BEGIN Given entries
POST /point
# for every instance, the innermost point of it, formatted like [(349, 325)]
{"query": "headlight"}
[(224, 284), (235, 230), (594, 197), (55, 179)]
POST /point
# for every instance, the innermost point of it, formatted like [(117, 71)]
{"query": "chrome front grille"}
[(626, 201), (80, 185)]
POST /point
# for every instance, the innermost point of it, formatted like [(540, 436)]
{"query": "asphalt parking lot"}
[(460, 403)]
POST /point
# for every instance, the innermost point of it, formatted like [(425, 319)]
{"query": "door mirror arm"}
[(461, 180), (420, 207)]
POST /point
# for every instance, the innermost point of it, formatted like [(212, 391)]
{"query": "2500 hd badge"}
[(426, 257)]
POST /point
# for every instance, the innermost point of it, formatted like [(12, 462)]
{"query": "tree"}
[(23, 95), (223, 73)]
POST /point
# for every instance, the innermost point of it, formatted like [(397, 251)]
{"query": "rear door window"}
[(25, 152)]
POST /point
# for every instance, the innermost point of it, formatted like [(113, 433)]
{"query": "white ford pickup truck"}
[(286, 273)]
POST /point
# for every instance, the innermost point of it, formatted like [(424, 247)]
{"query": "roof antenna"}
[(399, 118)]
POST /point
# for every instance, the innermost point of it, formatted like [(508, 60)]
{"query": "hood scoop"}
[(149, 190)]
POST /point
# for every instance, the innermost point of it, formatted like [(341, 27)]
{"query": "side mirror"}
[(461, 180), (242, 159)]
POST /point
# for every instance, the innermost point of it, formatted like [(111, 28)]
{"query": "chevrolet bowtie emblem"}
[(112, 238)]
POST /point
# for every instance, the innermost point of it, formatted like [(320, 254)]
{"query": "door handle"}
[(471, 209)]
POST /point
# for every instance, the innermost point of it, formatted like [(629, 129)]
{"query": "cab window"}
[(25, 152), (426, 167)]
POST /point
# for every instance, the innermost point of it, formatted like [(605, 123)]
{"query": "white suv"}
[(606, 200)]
END Given entries
Work instruction:
Return exactly the lines from the one containing "like [(320, 254)]" through the last line of the records above, both included, and nothing else.

Task response:
# for every instance, the innermost point of it, formatted like [(320, 254)]
{"query": "door handle"}
[(471, 209)]
POST /point
# for every instance, the innermost point of it, formatted like [(629, 129)]
{"query": "cab window"}
[(25, 152), (426, 167)]
POST /point
# for every instance, the innermost point of it, formatted like [(605, 123)]
{"query": "white suv"}
[(606, 200)]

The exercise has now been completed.